Short problem — Copy out the entries word for word, beginning with the line that contains "Where can you see the blue plumage" and continuing through the final line of the entries.
● ● ● ●
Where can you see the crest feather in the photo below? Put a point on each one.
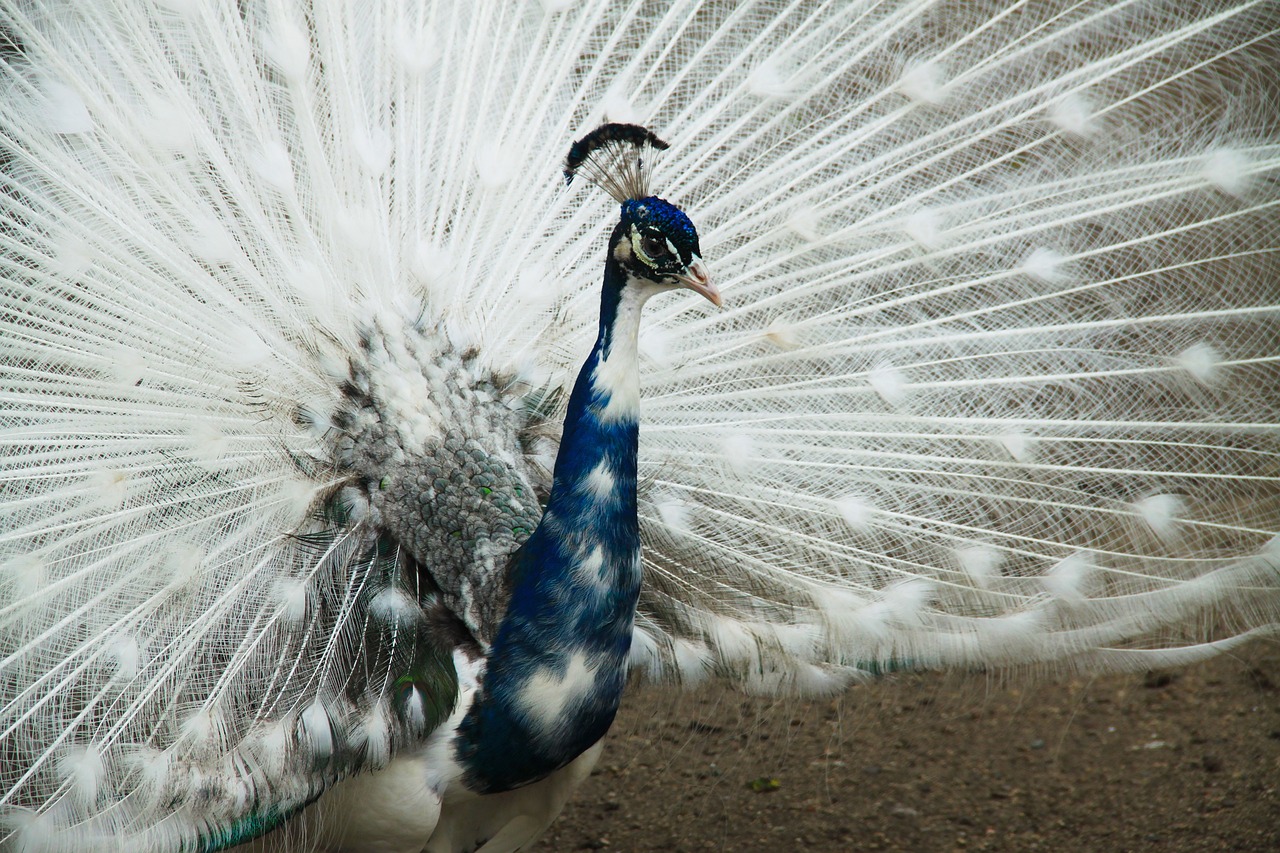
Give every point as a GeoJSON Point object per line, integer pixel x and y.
{"type": "Point", "coordinates": [612, 158]}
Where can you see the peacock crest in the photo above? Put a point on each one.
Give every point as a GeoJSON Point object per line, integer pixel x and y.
{"type": "Point", "coordinates": [337, 451]}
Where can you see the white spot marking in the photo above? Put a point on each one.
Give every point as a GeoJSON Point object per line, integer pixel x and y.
{"type": "Point", "coordinates": [549, 693]}
{"type": "Point", "coordinates": [600, 482]}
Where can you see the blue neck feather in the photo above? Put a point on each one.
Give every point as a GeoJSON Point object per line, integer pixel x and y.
{"type": "Point", "coordinates": [557, 666]}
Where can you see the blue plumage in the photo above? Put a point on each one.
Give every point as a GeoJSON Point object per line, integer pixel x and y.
{"type": "Point", "coordinates": [556, 670]}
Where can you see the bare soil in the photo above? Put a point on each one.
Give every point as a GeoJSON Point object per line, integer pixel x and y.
{"type": "Point", "coordinates": [1164, 761]}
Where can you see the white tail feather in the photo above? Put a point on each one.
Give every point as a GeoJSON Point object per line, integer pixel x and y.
{"type": "Point", "coordinates": [996, 382]}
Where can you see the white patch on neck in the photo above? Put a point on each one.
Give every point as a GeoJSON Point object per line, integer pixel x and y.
{"type": "Point", "coordinates": [618, 374]}
{"type": "Point", "coordinates": [599, 482]}
{"type": "Point", "coordinates": [588, 570]}
{"type": "Point", "coordinates": [548, 693]}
● ● ● ●
Answer below —
Where can you see the blue plumage in the photo above? Put a point on each one.
Give every point as a GeoJSON Point object per line, integer pixel x and y.
{"type": "Point", "coordinates": [556, 670]}
Where can you see the bare soil in the photo above? Put a point on each one.
Give every point as a GeoJSON Point object per line, integer pixel x and y.
{"type": "Point", "coordinates": [1164, 761]}
Where can you see the white tail feather in the photo above? Put a point on each one.
Give every point as a GeoJSON Point object per line, integer pixel x and y.
{"type": "Point", "coordinates": [996, 382]}
Where can you see the white patch on neck in the photo above? Put a point on each one.
Give every point as a GeoJSON Point object per line, integer pixel x and y.
{"type": "Point", "coordinates": [618, 374]}
{"type": "Point", "coordinates": [599, 482]}
{"type": "Point", "coordinates": [588, 570]}
{"type": "Point", "coordinates": [548, 693]}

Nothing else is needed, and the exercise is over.